Records of labeled boxes:
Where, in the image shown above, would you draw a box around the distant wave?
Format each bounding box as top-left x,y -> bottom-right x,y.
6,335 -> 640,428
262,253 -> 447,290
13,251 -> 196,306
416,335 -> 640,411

Problem to work on: Return the items above verbatim, keeping every line unchanged.

Exercise response:
Where, in the image shown above, would you draw a box around the distant wave?
Format each bounding box as top-left x,y -> bottom-right x,y.
6,335 -> 640,428
262,253 -> 447,290
13,251 -> 196,306
416,335 -> 640,411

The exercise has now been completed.